• **TO DO**
Please write out all the records below word for word, line by line, omitting the pictures.

BEGIN AVAILABLE DATA

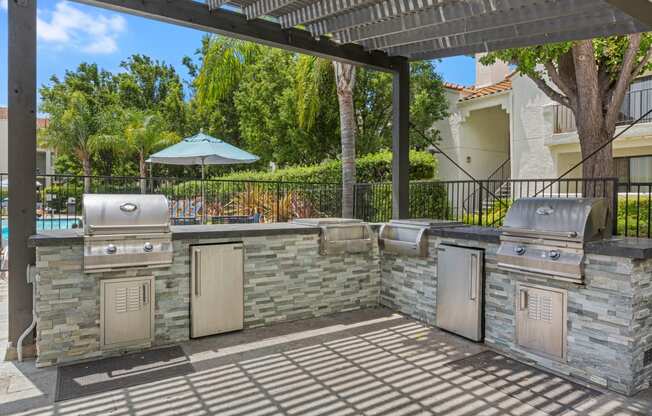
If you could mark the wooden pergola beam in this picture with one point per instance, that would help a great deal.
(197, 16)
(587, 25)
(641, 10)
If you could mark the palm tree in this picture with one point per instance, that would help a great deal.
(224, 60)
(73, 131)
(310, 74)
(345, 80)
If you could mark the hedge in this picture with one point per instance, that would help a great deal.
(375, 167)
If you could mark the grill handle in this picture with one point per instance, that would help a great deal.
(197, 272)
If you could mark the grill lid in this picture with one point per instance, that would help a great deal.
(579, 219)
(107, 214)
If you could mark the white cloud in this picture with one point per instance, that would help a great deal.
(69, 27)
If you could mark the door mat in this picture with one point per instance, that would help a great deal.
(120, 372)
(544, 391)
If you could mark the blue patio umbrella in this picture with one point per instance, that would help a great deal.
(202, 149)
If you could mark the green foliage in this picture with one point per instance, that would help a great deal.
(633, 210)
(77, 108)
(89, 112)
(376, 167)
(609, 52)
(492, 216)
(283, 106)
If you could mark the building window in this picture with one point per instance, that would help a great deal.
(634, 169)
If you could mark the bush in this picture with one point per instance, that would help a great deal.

END AVAILABLE DATA

• **PROBLEM SOLUTION**
If you could mark the wooden pergola beam in this picture with one point per instance, that would help a great deal.
(197, 16)
(587, 25)
(641, 10)
If you could mark the palm tree in this picture with one point per instance, that would help a great deal.
(224, 60)
(73, 131)
(310, 74)
(345, 80)
If you could mark the hedge in this picture with one point per instance, that would help a great deal.
(375, 167)
If you could mark the grill handle in this picture with one point per instance, that would help a great deal.
(197, 272)
If you could mark the grill lid in this picture with one point per instance, that would help a great deal.
(579, 219)
(107, 214)
If you could mark the white cloud in this picture with one point per instance, that would help a great deal.
(69, 27)
If you could mark the door mat in this picture with one point per instance, that would help a great deal.
(120, 372)
(544, 391)
If you could mark the blue patio umbrella in this picture with one point per instance, that would help a great deal.
(202, 149)
If you could mark the green foliage in this picture with one point per instance, that would help a great deal.
(633, 210)
(77, 108)
(89, 112)
(376, 167)
(609, 52)
(492, 216)
(283, 106)
If you could mark the building window in this picture with one point per instance, that would help a great deal.
(634, 169)
If you could mark the bush in this picture with one point per instance, that would help a great deal.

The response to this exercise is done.